* _THE EXERCISE_
Pick out every line in the records below that contains the word "brick" and copy each one. Case counts.

··········

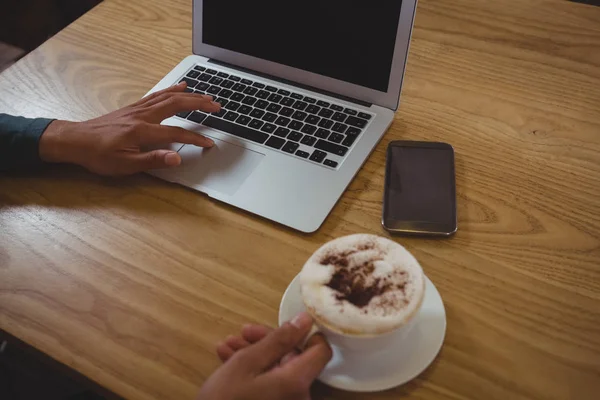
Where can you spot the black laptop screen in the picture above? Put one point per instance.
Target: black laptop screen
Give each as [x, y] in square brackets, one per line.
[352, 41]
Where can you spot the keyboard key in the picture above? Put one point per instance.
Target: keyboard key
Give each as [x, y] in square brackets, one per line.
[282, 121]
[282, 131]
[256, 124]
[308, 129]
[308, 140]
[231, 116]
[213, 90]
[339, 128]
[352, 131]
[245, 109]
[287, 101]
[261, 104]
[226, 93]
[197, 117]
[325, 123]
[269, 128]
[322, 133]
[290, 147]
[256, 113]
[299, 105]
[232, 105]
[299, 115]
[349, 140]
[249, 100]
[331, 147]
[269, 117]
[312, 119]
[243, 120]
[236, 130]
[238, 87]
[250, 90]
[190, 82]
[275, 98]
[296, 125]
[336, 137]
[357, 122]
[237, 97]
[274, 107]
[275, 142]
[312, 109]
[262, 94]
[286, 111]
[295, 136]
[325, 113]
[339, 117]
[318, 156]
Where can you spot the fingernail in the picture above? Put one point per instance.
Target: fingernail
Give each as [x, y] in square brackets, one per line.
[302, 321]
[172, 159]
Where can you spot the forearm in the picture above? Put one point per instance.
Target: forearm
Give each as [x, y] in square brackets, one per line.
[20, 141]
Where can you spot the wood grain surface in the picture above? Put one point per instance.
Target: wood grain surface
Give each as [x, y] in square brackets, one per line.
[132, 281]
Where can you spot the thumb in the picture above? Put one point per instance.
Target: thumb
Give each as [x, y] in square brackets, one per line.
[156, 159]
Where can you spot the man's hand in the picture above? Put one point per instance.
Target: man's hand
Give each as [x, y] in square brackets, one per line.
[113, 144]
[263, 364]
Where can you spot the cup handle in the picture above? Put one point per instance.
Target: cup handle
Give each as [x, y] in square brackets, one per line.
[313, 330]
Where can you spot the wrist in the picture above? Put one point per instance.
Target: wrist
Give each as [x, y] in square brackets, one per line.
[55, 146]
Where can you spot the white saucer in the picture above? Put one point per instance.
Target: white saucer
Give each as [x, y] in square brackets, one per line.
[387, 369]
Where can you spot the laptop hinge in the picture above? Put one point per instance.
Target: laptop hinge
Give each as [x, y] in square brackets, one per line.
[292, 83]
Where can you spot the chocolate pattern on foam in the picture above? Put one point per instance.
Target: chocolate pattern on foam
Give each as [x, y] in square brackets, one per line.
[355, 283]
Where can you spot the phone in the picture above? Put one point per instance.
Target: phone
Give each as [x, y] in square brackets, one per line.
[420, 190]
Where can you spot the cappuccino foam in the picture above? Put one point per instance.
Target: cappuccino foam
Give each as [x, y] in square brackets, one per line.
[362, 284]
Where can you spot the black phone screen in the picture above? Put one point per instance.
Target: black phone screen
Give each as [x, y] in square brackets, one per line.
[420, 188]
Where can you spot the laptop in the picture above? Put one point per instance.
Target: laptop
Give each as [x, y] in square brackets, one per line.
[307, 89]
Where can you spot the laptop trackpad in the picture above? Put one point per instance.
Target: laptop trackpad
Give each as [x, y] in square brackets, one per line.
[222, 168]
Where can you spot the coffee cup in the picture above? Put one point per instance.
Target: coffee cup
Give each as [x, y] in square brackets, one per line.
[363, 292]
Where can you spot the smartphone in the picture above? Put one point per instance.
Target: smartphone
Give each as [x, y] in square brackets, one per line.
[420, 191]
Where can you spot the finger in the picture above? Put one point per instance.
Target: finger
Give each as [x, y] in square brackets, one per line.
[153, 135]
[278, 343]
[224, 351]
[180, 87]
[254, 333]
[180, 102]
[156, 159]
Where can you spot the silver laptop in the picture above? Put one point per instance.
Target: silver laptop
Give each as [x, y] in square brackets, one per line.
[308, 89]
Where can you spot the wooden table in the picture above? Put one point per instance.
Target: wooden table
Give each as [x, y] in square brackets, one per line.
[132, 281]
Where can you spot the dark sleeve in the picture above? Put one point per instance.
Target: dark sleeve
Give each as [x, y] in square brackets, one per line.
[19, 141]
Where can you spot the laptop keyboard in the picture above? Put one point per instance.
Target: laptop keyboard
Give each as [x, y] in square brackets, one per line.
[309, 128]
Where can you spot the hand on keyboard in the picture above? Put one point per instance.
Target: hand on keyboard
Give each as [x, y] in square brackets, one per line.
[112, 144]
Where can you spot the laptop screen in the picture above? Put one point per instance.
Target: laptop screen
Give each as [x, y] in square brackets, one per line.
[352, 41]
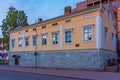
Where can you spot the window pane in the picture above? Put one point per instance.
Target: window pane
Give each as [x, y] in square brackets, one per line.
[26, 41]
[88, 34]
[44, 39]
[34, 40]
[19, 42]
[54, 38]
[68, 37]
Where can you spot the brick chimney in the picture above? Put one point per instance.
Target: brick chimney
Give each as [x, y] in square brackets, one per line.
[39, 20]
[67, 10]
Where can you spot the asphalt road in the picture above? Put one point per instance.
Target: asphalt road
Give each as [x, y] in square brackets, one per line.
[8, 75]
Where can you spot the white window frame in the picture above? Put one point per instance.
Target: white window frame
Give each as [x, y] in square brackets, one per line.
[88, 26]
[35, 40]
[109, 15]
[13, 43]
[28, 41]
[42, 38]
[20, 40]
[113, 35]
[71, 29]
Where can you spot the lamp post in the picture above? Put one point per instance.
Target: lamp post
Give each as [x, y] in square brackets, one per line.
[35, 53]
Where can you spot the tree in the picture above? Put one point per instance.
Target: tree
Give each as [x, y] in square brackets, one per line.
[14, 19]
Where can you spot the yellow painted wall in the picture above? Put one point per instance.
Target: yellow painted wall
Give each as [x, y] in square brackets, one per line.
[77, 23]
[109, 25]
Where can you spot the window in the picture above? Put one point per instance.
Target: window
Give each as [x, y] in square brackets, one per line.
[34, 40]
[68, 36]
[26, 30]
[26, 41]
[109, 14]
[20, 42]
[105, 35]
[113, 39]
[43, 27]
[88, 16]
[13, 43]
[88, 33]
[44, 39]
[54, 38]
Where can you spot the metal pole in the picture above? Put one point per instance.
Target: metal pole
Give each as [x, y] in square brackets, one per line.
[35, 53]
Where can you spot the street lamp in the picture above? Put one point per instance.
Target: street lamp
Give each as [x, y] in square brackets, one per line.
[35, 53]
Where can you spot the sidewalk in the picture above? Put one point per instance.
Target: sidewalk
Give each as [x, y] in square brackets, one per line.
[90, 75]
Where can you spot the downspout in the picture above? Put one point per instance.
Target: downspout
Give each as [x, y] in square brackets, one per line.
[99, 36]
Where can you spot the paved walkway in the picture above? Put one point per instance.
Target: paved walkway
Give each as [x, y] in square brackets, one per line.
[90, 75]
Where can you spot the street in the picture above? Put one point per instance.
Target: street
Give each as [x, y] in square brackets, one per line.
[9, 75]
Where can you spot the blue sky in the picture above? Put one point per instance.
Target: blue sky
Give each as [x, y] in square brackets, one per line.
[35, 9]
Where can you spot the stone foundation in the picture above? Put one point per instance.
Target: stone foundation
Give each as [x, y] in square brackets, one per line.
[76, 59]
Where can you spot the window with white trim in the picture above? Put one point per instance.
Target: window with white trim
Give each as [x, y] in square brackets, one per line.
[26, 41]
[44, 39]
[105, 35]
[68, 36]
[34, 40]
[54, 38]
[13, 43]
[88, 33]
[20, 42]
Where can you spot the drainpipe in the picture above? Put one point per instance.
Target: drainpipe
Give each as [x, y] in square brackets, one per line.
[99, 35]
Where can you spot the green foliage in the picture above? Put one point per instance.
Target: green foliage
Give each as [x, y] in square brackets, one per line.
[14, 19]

··········

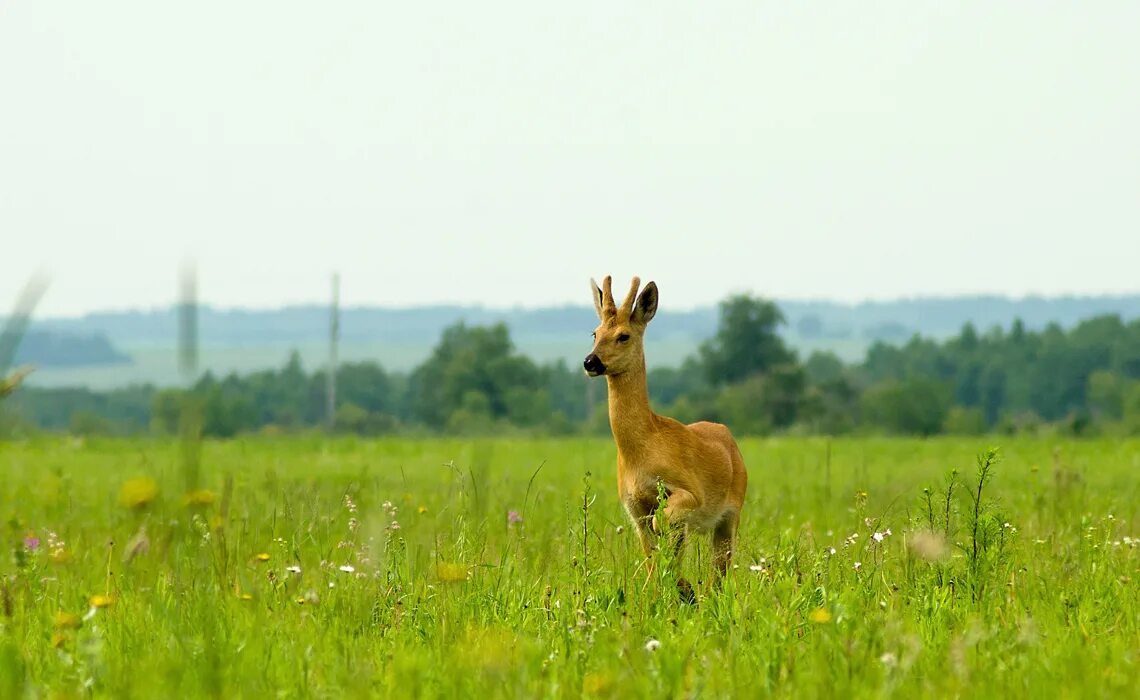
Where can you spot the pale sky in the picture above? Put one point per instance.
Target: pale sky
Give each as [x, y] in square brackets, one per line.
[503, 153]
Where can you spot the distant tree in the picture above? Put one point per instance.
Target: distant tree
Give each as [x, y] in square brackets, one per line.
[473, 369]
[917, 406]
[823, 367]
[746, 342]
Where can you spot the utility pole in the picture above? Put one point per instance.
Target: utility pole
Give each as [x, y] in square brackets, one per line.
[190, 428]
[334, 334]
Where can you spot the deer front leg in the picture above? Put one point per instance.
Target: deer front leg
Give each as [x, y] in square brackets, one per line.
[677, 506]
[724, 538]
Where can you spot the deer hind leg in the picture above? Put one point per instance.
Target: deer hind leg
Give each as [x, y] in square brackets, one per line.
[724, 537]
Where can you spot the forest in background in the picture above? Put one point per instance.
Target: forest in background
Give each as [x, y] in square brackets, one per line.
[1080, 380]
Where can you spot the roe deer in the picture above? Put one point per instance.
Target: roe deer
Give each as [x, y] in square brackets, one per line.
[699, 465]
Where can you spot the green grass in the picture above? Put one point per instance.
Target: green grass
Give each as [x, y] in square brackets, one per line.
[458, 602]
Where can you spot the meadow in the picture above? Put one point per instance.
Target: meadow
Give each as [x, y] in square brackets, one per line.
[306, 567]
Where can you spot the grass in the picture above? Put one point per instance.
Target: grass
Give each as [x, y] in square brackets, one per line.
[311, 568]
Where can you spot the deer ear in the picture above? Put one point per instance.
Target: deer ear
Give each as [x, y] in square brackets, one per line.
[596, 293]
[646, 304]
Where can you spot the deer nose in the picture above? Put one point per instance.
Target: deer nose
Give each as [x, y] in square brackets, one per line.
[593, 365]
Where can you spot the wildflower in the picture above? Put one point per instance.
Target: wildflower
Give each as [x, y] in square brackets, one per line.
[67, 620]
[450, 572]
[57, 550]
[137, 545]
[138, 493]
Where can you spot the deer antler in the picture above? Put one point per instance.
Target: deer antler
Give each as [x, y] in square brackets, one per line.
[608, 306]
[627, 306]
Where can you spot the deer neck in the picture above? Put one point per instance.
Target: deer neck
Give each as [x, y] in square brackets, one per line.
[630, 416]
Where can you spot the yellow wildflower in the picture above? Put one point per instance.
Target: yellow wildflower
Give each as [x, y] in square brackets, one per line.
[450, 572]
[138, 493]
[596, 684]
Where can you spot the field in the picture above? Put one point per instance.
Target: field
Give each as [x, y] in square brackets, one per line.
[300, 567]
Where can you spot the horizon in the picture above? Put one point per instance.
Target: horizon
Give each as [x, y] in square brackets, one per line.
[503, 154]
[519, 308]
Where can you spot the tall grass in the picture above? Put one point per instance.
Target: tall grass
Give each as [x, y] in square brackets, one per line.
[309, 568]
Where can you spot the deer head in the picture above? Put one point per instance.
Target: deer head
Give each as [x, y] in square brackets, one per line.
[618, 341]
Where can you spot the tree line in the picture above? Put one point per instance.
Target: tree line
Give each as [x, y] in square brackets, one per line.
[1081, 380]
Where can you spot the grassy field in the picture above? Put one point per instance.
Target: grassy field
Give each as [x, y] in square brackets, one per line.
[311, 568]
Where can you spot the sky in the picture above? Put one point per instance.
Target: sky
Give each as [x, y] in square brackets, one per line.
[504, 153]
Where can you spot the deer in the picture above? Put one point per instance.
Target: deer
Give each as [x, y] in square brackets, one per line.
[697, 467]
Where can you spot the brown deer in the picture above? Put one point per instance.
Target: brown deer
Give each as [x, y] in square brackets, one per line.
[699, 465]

··········

* _WRITTEN SOLUTION_
Where can you spot the brick chimney in the picture above? Put one point per instance.
Target: brick chimney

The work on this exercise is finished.